◆ **Objectif**
Mettez en forme tout le matériel ci-dessous en liste numérotée, une ligne par numéro, sans reprendre les lignes vides.

◆ **Matériel fourni**
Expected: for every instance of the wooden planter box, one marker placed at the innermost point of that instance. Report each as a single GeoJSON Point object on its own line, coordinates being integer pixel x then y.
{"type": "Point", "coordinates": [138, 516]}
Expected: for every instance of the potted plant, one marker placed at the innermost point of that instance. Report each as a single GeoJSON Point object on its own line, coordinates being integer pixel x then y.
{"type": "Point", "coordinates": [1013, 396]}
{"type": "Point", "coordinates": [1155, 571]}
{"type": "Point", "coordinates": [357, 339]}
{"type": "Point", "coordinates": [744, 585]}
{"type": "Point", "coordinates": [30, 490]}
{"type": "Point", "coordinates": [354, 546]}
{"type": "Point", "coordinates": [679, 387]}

◆ **Réponse correcte**
1. Expected: for every instance of the wooden planter box, one marker placed at the innermost point of that instance. Report each as a single GeoJSON Point object on its own line, coordinates being integer pixel x then y.
2. {"type": "Point", "coordinates": [138, 516]}
3. Expected: for every instance of the potted plant, one marker placed at the innermost point of that instance. Report each as a single GeoJSON Point object on its own line, coordinates being integer pixel x then y.
4. {"type": "Point", "coordinates": [1013, 396]}
5. {"type": "Point", "coordinates": [1155, 571]}
6. {"type": "Point", "coordinates": [357, 339]}
7. {"type": "Point", "coordinates": [744, 585]}
8. {"type": "Point", "coordinates": [30, 490]}
9. {"type": "Point", "coordinates": [354, 546]}
10. {"type": "Point", "coordinates": [679, 387]}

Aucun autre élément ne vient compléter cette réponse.